» **本文抜粋**:
————
図2】パターンシートの例を示すブロック図である。
図3】基準画像分析処理の例を示すフローチャートである。
図4】ドット内領域の例を示す図である。
図5】ドット間領域の例を示す図である。
図6】ドット行およびドット列の近似直線の例を示す図である。
図7】パターンシートを使用して撮影対象を撮影する状態の例を示す図である。
図8】比較画像分析処理の例を示すフローチャートである。
図9】(a)は、基準画像におけるパターン配列の例を示す図であり、(b)は、比較画像におけるパターン配列の例を示す図である。
図10】ドット列を比較した状態の例を示す図である。
図11】(a)は、基準画像におけるパターン配列の例を示す図であり、(b)は、比較画像におけるパターン配列の例を示す図である。
図12】(a)は、基準画像における隣接するドット間のドット間領域の例を示す図であり、(b)は、比較画像における隣接するドット間のドット間領域の例を示す図である。
————
» **依頼内容 1**:
図の説明文の「図9】(a)は、基準画像にお」から「ット間のドット間領域の例を示す図である。」までの部分をすべて書き写してください。その際、「パターン配列」を「パターン配置」に置き換えてください。
» **依頼内容 2**:
図の説明文によると、図8は何の例を示すフローチャートですか。

[一連の記録]
————
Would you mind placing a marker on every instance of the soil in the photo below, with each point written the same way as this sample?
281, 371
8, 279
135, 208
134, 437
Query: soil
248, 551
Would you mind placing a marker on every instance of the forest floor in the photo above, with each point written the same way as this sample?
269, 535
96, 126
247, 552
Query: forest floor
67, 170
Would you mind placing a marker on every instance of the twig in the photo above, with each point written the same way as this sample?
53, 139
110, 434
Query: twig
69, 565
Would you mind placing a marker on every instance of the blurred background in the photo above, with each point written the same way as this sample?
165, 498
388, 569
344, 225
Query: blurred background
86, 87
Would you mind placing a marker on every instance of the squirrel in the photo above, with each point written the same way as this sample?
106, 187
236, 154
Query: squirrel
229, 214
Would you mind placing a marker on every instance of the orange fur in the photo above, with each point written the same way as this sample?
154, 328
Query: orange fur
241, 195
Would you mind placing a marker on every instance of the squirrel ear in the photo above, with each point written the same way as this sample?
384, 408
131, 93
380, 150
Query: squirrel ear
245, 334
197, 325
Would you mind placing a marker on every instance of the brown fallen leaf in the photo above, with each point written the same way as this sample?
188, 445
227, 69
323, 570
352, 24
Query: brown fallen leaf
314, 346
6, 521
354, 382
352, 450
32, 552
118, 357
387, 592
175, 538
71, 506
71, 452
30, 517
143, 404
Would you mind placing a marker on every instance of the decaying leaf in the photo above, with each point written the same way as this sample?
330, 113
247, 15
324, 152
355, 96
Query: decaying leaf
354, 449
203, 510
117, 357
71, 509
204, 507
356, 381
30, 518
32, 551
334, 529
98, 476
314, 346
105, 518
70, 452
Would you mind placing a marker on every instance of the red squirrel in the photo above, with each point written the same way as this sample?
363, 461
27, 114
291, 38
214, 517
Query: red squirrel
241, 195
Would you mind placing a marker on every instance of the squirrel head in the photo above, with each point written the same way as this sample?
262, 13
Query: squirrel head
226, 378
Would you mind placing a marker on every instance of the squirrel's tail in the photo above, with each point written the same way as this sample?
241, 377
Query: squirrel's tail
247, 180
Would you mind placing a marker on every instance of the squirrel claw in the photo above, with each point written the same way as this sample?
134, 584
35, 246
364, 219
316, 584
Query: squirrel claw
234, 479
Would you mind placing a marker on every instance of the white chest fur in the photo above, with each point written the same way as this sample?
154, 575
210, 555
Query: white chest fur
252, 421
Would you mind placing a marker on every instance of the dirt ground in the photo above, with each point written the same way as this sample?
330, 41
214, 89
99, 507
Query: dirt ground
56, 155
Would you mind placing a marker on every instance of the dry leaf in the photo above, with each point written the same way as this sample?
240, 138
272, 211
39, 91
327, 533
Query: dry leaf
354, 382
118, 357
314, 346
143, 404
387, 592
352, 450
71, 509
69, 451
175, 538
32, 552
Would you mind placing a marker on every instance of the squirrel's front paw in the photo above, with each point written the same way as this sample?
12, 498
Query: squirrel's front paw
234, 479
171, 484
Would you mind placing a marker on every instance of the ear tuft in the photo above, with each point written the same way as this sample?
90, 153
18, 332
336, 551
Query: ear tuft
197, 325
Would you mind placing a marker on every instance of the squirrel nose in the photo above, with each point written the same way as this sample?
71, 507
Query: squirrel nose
————
» **解答 1**:
図9】(a)は、基準画像におけるパターン配置の例を示す図であり、(b)は、比較画像におけるパターン配置の例を示す図である。
図10】ドット列を比較した状態の例を示す図である。
図11】(a)は、基準画像におけるパターン配置の例を示す図であり、(b)は、比較画像におけるパターン配置の例を示す図である。
図12】(a)は、基準画像における隣接するドット間のドット間領域の例を示す図であり、(b)は、比較画像における隣接するドット間のドット間領域の例を示す図である。

» **解答 2**:
比較画像分析処理の例を示すフローチャートです。